--- Passage to read ---
>>>>>

As you can see there are several types of relocations, each specifying a
different way of doing these additions. The compiler emits only three
types of relocations:
• Type 6 : Direct 32-bit reference to the symbols virtual address
• Type 7: Direct 32-bit references to the symbols virtual address, base
not included.
• Type 20: PC-relative 32-bit reference to the symbols virtual address.
This last one is the one used in the relocation to printf. We have to
know too that the relative call is relative to the next instruction,
i.e. to the byte 13 and not to the byte 9. Happily for us the linker now
knows this stuff...
contain.
Some people insisted that I was generalizing too much and there could be
C implementations without object files (like C interpreters) and C
implementations that do not link files in separate compilation but just
parse and digest each module, making the whole code generation step in
the linker, from an unknown representation.
Granted, werid implementation and special options may exists. Here I am
speaking about the very common (or most common case) where the compiler
produces traditional object files, stored in the disk somewhere.
Those object files in an abstract way contain:
(1) A symbol table that specifies whiwh symbols are exported and which
symbols are imported
(2) Several "Sections" containing the data of the program. (Code
instructions, initialized tables, and just reserved space)
(3) A series of relocation records that specify which parts of the data
(code or tables) must be patched by the linker to insert the external
symbols required by the module
The linking process
-------------------
The linker opens all object files that it receives, and builds a symbol
table. In this table we have several sets of symbols
(a) The set of defined symbols, not in the common section. All this
symbols have a fixed address already.
(b) The set of symbols in the common section
(c) The set of undefined symbols that have been seen as externals but
where the definition is not yet processed.
Symbols can be moved from the undefined set, into the common or into the
defined symbols.
This needs some explanation. Suppose you have in the file file1.c the
following declaration:
int iconst;
The symbol ‘iconst’ will be assigned to the common section that is
initialized to zero at program startup. But consider what happens if you
include ‘file2.c’ in the link, that contains the declaration:
int iconst = 53433;
The linker will move the symbol ‘iconst’, from the common section to the
data section. The definition in file1.c will be lost. If you relied in
"iconst" being zero at startup now you are wrong.
And there are worst things that can be done:
file1.c:
int buf[256];
file2.c:
int buff[512];
The linker will leave ‘buf’ in the common section, but will set its size
to the bigger value, i.e. 512. This is harmless, but beware that you
make a definition in a file3.c
int buff[4] = {0,0,0,0};
Your table will have a size of just four positions instead of 512!!
This can be tested, for instance, with the following two files:
file t1.c
int tab[12];
File t2.c
int tab[256];
int main(void){return 0;}
Linking t1.c and t2.c with MSVC 8 we obtain an executable *without any
warnings* not even at the highest warning level.
In the linker of lcc-win I added a warning:
in t1.obj warning: '_tab' (defined with size 48)
is redefined in t2.obj with size 1024
The linker of gnu doesn't emit any warning:
root@ubuntu:/tmp# gcc -Wall t1.c t2.c
root@ubuntu:/tmp#
The explanation that will be commonly given for this behavior is that
any definition in the "common" section (non initialized data) is a
"tentative definition" and only valid until another definition is seen
by the linker.

<<<<<

Outline entries for labeled areas

>>>>>

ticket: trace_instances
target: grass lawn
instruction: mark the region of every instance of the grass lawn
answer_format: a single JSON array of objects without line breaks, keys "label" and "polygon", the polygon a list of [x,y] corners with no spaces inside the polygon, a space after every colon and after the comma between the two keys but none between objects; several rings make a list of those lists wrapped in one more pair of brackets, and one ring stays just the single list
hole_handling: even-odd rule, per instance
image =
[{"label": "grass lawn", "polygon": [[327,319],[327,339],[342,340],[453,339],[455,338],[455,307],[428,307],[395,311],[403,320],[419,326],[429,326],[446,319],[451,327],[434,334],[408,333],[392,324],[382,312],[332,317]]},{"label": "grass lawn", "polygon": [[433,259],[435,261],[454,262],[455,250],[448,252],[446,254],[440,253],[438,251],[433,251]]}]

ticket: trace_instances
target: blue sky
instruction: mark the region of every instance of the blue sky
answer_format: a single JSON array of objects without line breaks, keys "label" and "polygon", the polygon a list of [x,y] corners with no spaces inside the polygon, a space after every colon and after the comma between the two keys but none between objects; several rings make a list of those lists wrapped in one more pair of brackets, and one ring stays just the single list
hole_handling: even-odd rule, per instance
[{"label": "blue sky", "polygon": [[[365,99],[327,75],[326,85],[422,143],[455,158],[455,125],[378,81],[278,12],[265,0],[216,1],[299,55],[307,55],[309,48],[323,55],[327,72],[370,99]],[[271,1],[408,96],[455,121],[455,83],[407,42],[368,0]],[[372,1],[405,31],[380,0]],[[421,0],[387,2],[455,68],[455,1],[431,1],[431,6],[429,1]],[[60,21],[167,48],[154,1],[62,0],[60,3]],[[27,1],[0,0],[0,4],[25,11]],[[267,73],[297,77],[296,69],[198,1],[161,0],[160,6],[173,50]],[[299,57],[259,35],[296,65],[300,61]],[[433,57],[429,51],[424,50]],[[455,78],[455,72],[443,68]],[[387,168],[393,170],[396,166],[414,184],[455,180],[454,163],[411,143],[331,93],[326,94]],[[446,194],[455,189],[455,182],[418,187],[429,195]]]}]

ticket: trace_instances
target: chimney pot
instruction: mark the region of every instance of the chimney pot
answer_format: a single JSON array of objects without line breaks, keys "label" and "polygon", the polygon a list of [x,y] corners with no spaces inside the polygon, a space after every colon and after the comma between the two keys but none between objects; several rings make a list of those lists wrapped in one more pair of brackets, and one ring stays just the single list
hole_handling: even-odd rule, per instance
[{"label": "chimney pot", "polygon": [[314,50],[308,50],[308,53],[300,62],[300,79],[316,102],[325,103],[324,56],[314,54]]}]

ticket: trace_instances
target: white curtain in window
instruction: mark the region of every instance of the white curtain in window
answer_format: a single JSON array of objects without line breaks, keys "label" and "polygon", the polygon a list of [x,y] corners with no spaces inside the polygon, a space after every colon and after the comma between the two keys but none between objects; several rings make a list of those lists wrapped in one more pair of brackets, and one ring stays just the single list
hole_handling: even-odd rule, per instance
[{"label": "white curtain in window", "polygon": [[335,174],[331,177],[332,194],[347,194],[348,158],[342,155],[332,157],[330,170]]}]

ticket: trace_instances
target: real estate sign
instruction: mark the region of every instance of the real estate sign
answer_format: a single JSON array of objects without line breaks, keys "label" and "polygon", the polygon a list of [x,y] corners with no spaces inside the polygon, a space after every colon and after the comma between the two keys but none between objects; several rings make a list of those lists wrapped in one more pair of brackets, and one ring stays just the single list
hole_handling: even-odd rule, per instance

<<<<<

--- Request ---
From the passage on object files and linking, extract word for word the portion between "This can be" and "highest warning level.", inclusive.

--- Reply to the exercise ---
This can be tested, for instance, with the following two files:
file t1.c
int tab[12];
File t2.c
int tab[256];
int main(void){return 0;}
Linking t1.c and t2.c with MSVC 8 we obtain an executable *without any
warnings* not even at the highest warning level.